=== Exercise requirements ===
Reproduce the OPEC oil demand article below word for word, from its headline to its final sentence.

OPEC expects an increase in crude oil demand by 2021
Head of Investment Research
The Organization of the Petroleum Exporting Countries (OPEC) expects an increase in crude oil demand to soar by a record of 7 million bpd in 2021 to 97.7 million bpd, in response to the global economic recovery following the COVID-19 pandemic.
While the 7 million bpd is expected to mark the largest one-year jump ever recorded, it’s significantly below the already lukewarm demand figure of 99.8 million bpd recorded at the end of 2019, pre-coronavirus.
In its monthly report for July, OPEC anticipates that the current downside risks such as a second wave of COVID-19 infections, geopolitical tensions and financial risks would not limit the growth in oil demand for next year.
OPEC assumes that the pandemic would be contained in major oil consuming countries, allowing the recovery of social and economic activity in pre-pandemic levels, increasing the personal consumption and investments which will eventually increase the demand for petroleum products.
OPEC’s anticipations for 2020:
The organization expects that the global crude oil demand will fall by 8.95 million bpd in 2020, slightly improved from the expectation of 9.1 million bpd in the previews month’s report.

=== Source data ===
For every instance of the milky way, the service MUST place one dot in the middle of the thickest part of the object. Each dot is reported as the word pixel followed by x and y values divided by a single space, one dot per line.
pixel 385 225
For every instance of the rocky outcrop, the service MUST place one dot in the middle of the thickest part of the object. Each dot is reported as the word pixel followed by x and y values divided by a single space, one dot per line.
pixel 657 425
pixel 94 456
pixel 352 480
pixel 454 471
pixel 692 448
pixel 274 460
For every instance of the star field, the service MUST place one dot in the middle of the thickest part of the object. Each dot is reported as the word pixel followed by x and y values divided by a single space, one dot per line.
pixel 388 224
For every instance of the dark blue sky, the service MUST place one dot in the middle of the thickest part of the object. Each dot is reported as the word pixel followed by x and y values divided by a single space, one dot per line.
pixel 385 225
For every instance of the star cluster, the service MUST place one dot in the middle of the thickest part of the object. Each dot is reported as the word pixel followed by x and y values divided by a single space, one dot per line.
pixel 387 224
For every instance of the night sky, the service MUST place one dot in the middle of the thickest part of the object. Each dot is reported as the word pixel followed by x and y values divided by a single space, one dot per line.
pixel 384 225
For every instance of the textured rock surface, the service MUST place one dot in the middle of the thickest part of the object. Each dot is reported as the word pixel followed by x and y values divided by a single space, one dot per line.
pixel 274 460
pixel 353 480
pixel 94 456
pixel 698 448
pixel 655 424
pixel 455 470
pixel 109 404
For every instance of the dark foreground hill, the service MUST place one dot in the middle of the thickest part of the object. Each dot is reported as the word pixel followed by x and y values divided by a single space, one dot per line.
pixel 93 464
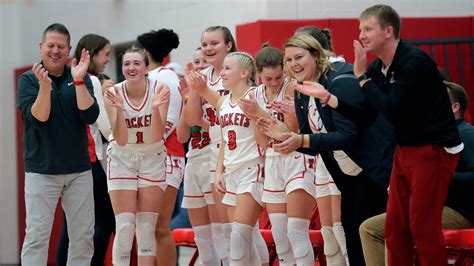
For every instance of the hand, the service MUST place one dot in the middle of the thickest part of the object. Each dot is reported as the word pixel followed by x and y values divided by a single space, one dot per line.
pixel 42 75
pixel 312 89
pixel 79 70
pixel 273 128
pixel 113 96
pixel 160 98
pixel 250 107
pixel 293 141
pixel 106 84
pixel 183 87
pixel 219 183
pixel 286 106
pixel 360 59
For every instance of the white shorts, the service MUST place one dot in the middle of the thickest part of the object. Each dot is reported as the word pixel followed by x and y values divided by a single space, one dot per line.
pixel 248 179
pixel 174 170
pixel 197 188
pixel 325 185
pixel 284 174
pixel 213 161
pixel 131 170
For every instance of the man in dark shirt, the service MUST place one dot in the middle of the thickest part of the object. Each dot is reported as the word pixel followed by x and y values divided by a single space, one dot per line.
pixel 404 84
pixel 56 102
pixel 459 210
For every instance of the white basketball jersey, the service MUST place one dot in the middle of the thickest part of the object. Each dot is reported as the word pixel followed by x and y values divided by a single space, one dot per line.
pixel 209 110
pixel 346 164
pixel 138 119
pixel 199 142
pixel 237 131
pixel 263 102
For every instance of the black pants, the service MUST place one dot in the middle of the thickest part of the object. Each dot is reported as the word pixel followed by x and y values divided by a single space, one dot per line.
pixel 361 198
pixel 104 221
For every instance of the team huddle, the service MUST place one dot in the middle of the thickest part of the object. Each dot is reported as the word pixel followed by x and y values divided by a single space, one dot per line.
pixel 286 131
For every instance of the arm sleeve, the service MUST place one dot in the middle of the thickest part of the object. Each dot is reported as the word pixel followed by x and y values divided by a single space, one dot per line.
pixel 28 88
pixel 176 100
pixel 102 121
pixel 404 90
pixel 346 131
pixel 89 116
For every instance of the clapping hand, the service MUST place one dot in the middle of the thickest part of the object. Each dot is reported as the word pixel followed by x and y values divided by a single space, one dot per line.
pixel 79 69
pixel 273 128
pixel 42 75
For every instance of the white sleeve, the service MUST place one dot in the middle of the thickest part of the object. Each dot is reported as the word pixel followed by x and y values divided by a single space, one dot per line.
pixel 176 100
pixel 103 120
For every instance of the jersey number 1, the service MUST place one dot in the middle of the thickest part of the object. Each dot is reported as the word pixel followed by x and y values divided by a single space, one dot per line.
pixel 139 137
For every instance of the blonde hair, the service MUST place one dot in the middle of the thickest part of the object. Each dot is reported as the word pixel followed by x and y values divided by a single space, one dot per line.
pixel 307 42
pixel 246 61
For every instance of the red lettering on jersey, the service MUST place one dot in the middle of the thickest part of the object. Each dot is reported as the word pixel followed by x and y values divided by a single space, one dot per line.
pixel 138 122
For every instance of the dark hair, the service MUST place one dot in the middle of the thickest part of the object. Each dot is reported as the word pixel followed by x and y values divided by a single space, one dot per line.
pixel 386 16
pixel 92 43
pixel 226 34
pixel 323 36
pixel 268 57
pixel 158 43
pixel 136 50
pixel 58 28
pixel 457 94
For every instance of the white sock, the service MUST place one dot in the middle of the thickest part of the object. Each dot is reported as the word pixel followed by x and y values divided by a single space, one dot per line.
pixel 242 250
pixel 260 245
pixel 330 243
pixel 341 239
pixel 220 243
pixel 226 230
pixel 203 239
pixel 298 234
pixel 279 231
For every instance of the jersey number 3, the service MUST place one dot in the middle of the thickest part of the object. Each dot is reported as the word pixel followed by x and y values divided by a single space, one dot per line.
pixel 232 143
pixel 139 137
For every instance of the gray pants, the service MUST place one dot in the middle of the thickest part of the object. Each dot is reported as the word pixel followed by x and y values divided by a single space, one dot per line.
pixel 41 196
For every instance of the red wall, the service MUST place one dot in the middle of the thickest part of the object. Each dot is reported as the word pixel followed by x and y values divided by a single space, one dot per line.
pixel 251 36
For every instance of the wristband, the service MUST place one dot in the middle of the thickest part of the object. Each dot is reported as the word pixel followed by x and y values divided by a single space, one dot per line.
pixel 327 98
pixel 362 77
pixel 79 82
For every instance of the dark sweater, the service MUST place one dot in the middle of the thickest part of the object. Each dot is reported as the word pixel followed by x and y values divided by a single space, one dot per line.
pixel 371 148
pixel 58 145
pixel 412 97
pixel 461 189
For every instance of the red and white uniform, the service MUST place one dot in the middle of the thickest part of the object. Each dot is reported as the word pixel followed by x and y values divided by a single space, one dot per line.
pixel 175 150
pixel 210 111
pixel 243 161
pixel 141 162
pixel 197 185
pixel 325 185
pixel 284 173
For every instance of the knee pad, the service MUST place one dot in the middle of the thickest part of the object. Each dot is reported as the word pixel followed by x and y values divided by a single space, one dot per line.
pixel 123 242
pixel 340 236
pixel 330 243
pixel 279 232
pixel 299 237
pixel 203 240
pixel 219 240
pixel 146 227
pixel 240 244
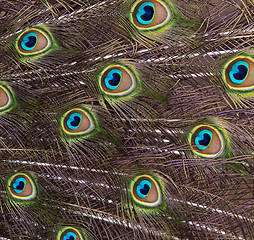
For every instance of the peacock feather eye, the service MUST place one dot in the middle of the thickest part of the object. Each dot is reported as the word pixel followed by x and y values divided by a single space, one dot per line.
pixel 146 191
pixel 117 80
pixel 239 74
pixel 207 141
pixel 150 15
pixel 77 122
pixel 33 41
pixel 69 233
pixel 22 187
pixel 6 99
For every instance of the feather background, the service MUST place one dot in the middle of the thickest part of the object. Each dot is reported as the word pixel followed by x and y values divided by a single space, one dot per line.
pixel 168 156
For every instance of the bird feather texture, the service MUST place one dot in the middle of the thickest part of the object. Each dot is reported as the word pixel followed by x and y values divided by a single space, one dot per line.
pixel 126 119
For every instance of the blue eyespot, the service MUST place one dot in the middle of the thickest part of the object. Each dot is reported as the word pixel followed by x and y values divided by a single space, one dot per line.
pixel 145 13
pixel 144 188
pixel 19 185
pixel 113 79
pixel 203 139
pixel 70 236
pixel 29 41
pixel 239 72
pixel 74 121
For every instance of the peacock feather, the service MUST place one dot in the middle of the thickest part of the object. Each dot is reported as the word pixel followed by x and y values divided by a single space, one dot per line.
pixel 126 119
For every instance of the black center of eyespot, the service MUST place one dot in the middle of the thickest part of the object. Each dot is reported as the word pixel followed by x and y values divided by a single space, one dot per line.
pixel 31 42
pixel 145 190
pixel 76 121
pixel 20 186
pixel 149 12
pixel 241 74
pixel 115 80
pixel 206 140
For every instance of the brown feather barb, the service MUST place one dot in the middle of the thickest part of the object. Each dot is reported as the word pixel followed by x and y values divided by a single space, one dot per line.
pixel 126 119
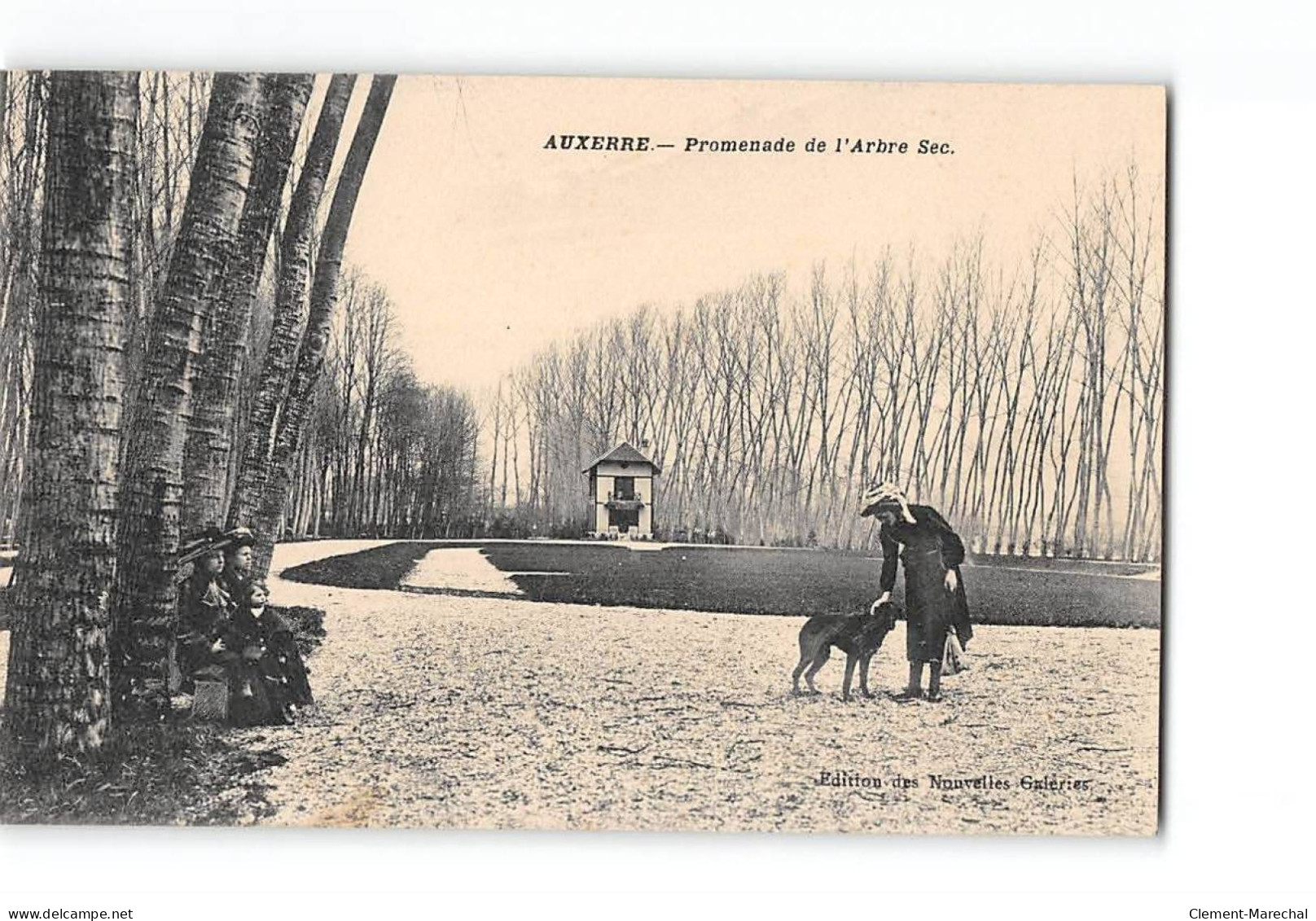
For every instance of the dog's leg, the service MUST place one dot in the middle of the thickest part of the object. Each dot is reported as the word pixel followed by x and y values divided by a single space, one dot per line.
pixel 818 660
pixel 795 675
pixel 933 681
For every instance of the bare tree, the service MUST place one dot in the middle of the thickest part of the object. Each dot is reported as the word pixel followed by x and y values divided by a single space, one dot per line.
pixel 58 694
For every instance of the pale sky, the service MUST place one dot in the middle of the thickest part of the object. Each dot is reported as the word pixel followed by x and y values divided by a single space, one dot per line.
pixel 493 246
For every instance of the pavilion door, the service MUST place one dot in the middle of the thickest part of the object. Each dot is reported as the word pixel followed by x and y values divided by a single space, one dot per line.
pixel 624 519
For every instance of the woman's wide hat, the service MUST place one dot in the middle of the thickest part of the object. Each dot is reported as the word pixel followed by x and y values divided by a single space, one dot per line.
pixel 213 540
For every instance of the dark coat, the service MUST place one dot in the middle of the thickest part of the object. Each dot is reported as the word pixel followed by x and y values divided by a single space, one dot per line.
pixel 266 673
pixel 929 549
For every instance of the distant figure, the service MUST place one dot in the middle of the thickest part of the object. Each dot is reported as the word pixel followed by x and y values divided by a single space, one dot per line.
pixel 935 591
pixel 204 608
pixel 239 562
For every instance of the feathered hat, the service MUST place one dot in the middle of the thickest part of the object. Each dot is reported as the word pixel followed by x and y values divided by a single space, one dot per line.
pixel 212 540
pixel 886 493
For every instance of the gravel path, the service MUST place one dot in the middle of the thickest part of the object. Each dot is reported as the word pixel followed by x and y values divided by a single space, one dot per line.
pixel 474 712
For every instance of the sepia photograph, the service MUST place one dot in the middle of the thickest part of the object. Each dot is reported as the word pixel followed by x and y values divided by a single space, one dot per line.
pixel 566 453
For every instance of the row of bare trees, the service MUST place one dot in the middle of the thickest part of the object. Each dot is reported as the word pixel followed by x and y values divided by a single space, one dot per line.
pixel 1024 400
pixel 140 212
pixel 384 455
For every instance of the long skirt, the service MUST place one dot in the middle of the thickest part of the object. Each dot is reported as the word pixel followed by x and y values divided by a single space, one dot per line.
pixel 931 611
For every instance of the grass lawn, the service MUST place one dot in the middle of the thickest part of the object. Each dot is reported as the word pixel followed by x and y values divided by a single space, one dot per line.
pixel 767 581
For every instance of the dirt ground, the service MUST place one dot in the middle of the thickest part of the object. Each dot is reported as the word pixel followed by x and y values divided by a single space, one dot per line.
pixel 474 712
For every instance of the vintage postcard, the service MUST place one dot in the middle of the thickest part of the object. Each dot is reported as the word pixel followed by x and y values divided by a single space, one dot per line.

=== Solved exercise ===
OPEC expects an increase in crude oil demand by 2021
Head of Investment Research
The Organization of the Petroleum Exporting Countries (OPEC) expects an increase in crude oil demand to soar by a record of 7 million bpd in 2021 to 97.7 million bpd, in response to the global economic recovery following the COVID-19 pandemic.
While the 7 million bpd is expected to mark the largest one-year jump ever recorded, it’s significantly below the already lukewarm demand figure of 99.8 million bpd recorded at the end of 2019, pre-coronavirus.
In its monthly report for July, OPEC anticipates that the current downside risks such as a second wave of COVID-19 infections, geopolitical tensions and financial risks would not limit the growth in oil demand for next year.
OPEC assumes that the pandemic would be contained in major oil consuming countries, allowing the recovery of social and economic activity in pre-pandemic levels, increasing the personal consumption and investments which will eventually increase the demand for petroleum products.
OPEC’s anticipations for 2020:
The organization expects that the global crude oil demand will fall by 8.95 million bpd in 2020, slightly improved from the expectation of 9.1 million bpd in the previews month’s report.